■ **What is asked**: In the review of The Box, how much money does the Lewis family get for pressing the button?

──────── Excerpt to read ────────

Friday, July 19, 2019

The Box Shows The Best And Worst Traits of Richard Kelly's Filmmaking


It's been a whole decade since Richard Kelly directed anything. Can you believe it? The director of Donnie Darko has been attached to a number of projects over the years, but he hasn't helmed anything new in a decade. Truth be told, I'd say it's only a matter of time before we see more from Kelly in the future considering his creative spirit and that he doesn't have any scandals tarnishing his reputation. Perhaps that's just the hopeful optimist in me talking though since I tend to find Kelly's trio of movies utterly fascinating. Yes, that even includes his weakest directorial effort, The Box, which offers plenty to dissect even if it doesn't either come together as a cohesive whole or deliver a Southland Tales-esque all-timer head trip of a mess. 

Set in 1976, Norma Lewis (Cameron Diaz) and Arthur Lewis (James Marsden) are a happily married couple living out their days in Langley, Virginia with their son Walter (Sam Oz Stone). They're currently in the middle of a dire financial situation that's left them needing a miracle to stay on solid ground. Enter the mysterious Arlington Steward (Frank Langella), who presents them with a small box containing a button. The choice is simple: if you press this button, someone they don't know will die and the Lewis family will receive $1 million. Norma chooses to push the button and the family promptly gets their cash money. But now both Arthur and Norma are investigating who Steward is and why he offered them this deal. Some answers are better left buried, as they'll soon find out.

──────── Given material ────────

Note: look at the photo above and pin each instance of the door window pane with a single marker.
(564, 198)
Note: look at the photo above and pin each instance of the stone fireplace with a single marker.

────────

■ **Result**: $1 million.